In April 2014, Morgan had become so unwell he was admitted to Crumlin, and there he has remained ever since. In the beginning, Slevin kept on their rented apartment in Blanchardstown, but was spending so much time in hospital with her son, and was absent from home for such long periods, that she let it go.

This means she is now effectively homeless. Home currently for Slevin is either in room S3, or the bedroom she occupies in the parents’ accommodation block in the hospital, where she has access to a shared kitchen and bathroom.

Morgan is severely disabled, and has very limited movement. His daily care plan schedule at Crumlin runs to 10 pages. Its headings include: breathing and circulation; suctioning needs; nutrition; urinary and bowel pattern; seizure activity; and mobility and handling.

Such are his needs that to leave hospital which, according to Slevin, he has now been cleared to do so, Morgan will continue to require constant nursing care.

Most children who are patients in Crumlin do not remain there beyond their 16th birthday; they transfer to other hospitals or services over a period of transition. Morgan turned 16 in October, so has already remained there an additional six months.

Our Lady’s Hospital, as is common practice in all hospitals, does not comment on individual cases. However, it did provide the following statement in relation to what generally happens when a patient in their care turns 16, and requires ongoing medical care.

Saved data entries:
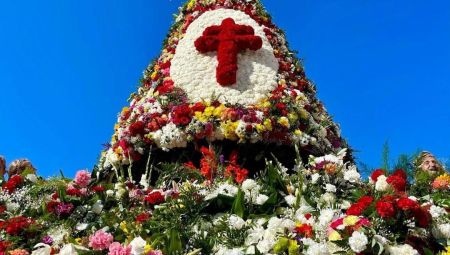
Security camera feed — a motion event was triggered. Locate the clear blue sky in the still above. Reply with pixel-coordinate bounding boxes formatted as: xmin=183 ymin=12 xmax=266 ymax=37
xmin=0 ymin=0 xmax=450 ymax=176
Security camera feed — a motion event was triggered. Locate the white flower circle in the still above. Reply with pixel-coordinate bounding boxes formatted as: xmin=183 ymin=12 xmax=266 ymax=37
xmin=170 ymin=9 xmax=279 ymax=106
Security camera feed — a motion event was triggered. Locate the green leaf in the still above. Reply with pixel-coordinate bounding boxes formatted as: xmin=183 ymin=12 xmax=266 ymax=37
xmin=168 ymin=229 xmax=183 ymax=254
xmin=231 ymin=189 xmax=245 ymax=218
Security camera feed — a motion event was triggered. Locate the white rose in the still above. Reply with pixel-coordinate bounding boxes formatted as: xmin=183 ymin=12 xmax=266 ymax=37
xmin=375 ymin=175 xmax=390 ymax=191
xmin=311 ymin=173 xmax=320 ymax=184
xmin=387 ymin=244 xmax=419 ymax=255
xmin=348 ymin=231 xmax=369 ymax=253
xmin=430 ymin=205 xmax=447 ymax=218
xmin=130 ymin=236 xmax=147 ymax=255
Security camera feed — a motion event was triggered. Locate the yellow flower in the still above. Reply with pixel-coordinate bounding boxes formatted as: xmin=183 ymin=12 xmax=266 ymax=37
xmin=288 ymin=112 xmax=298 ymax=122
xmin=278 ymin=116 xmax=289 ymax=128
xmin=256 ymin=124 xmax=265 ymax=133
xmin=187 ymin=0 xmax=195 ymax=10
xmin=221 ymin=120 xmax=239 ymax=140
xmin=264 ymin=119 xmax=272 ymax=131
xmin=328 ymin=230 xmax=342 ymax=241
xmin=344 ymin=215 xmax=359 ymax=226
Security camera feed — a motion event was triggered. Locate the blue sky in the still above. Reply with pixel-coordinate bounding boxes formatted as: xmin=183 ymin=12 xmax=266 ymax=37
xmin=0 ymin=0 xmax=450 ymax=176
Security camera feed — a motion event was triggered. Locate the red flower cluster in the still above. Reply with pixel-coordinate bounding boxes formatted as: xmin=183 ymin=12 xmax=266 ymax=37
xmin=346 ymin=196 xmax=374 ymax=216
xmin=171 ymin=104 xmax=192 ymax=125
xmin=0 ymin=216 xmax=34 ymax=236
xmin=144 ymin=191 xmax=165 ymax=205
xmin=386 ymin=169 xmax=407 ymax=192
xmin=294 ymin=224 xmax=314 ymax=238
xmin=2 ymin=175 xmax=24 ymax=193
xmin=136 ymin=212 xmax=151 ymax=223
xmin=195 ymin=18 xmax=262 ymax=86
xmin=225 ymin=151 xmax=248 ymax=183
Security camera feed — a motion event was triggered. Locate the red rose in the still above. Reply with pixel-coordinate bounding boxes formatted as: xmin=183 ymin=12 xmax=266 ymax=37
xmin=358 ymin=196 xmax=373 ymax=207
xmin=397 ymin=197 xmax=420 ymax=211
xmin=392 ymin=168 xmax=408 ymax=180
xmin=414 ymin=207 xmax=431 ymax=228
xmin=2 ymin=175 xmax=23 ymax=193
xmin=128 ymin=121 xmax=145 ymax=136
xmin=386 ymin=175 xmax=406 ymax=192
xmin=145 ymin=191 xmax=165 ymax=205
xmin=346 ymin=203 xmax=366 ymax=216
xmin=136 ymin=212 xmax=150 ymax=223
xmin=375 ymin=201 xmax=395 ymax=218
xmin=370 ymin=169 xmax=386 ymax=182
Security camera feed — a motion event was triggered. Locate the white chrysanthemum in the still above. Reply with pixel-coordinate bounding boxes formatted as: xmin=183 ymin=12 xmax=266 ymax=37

:: Try it ::
Please explain, in one to three sentences, why the passage about Morgan's care at Crumlin describes Slevin as effectively homeless. The listing has no connection to the text.

:: Output for this exercise ::
Slevin gave up the rented apartment in Blanchardstown she had kept on at first. She was spending so much time in hospital with her son and was away from home for such long periods that she let it go.